正面から見ての効果をあらかじめ計算し、迫力が感じられるように
故意にその位置を前方にずらしていたのです


この画像からもその様子は推測できますね

このように、東福寺の発想は常識にとらわれない柔軟さが身上です
独学で身に着けた独自の感性なのでしょう

2004年10月22日金曜日

東福寺真贋問答

正解は「偽もの」

盆栽小鉢の世界で「偽ものが出れば作家は一人前」などと物騒な論理さえあるのですが
とにかく東福寺には贋物が多い

近年では涌泉・石州・雄山などの絵鉢にさえも贋物が登場し、趣味の世界での悲劇があとを絶ちません
「贋物は掴んだ人が勉強不足、授業料だと思って諦めな」なんて言う人がいますが

とんでもない、そんな意味のない授業料など一文たりとも払う必要はありませんよ
それは売る側の、自己を正当化する言い訳にしか過ぎないのです

さて、この東福寺の贋物はかなり上出来のクラス
というのは、見分けがつきにくい方です

最近、この手と同じ作品が、あるプロ・アマ混合の交換会に本ものとして出品され
本ものとして売買されていたのを目撃したのです

出品していたのはベテランのセミプロでしたが、私の見たところ故意ではなく
本ものと固く信じていたようです

しかし、この悪意がない、故意ではない、が始末が悪い
偽ものはどう転んだって本ものにはならないんですから、買った人が一方的な被害者になることが多いのです

ましてや、アマチュアの方だとはたから見ているのが辛いですね
みなさん、とにかく勉強しましょう

このように画像を見せられて「本もの?それとも偽もの?」と問われた場合はわりと冷静に判断できますが
売店などで、買う気で実物を手にしたときは、案外気がつかないのですよ
(そこには本もの?偽もの?とは書いてないのですゾ)

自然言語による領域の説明
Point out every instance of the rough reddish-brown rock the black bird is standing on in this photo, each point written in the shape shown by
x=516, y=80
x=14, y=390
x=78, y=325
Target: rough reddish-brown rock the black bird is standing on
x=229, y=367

- **作業依頼**
東福寺の贋物についての本文を、最後の文の後から書き継ぐこと。

- **回答**
やや安めの価格が表示されていたりして、売り手の巧みな話術が後押しして
案外にベテランでも引っかかることが多いんですね



ちょっと見の姿は、東福寺
釉薬の種類からは判定しにくいのが東福寺です

ちょっとでも違和感を感じた人は鋭い感覚の持ち主ですよ

東福寺は作風が多彩で、こんなのもあったのか
ということもしばしばです



ご指摘の通り、縁の部分に力が感じられませんね
作者の手捻りの指の圧力のようなもの、それが感じられるのが本ものの東福寺鉢なのです



鉄さびのような不自然な時代感
鉢底には時代感はつきにくいので、「つけ時代」の施されている鉢には前もって要注意



この画像に疑問を解く鍵が数多くあります

1 鉢底の土の質感が弱い
2 足のつけ方がやや手のろいギクシャクした感じ(かなり本ものに似ているのですが)
3 このハンコウ落款はもっと外側に捺されている場合が多い
4 鉢底の不自然な引っ掻き傷も気に入らないですね
5 穴に圧力や手作りの痕跡が感じられない



東福寺鉢の釉薬は足まで施されている場合と、足の部分は生地のまま
その二通りがあるので、その部分からの判断はしにくいが

手捻り丸鉢の場合、ほとんど足の部分に釉薬は施されていませんね



外見はごまかせても隠すに隠せないのが「土」

投稿者の中で「土が死んでる」というメールを下さった方がいますが
まさにその通り、ペッタリした弱々しい印象ですね

鉢の鑑定で一番大切なのは、「感じ・印象」
真贋を見分けるコツの第一は「第一印象で見分ける鋭い感覚を磨く」こと

1 ものをよく観察すること
2 感覚を磨くこと
3 いい先輩や指導者をもつこと

そんなことを心がけて、しっかり勉強してくださいね
盆栽趣味の楽しみが倍増します

掲示板へ

2004年10月19日火曜日

東福寺、本物?偽物?

平安東福寺の(11.5×11.5×5cm)の丸鉢
東福寺は贋物が多いことでも有名です

この東福寺、本もの?
それとも偽もの?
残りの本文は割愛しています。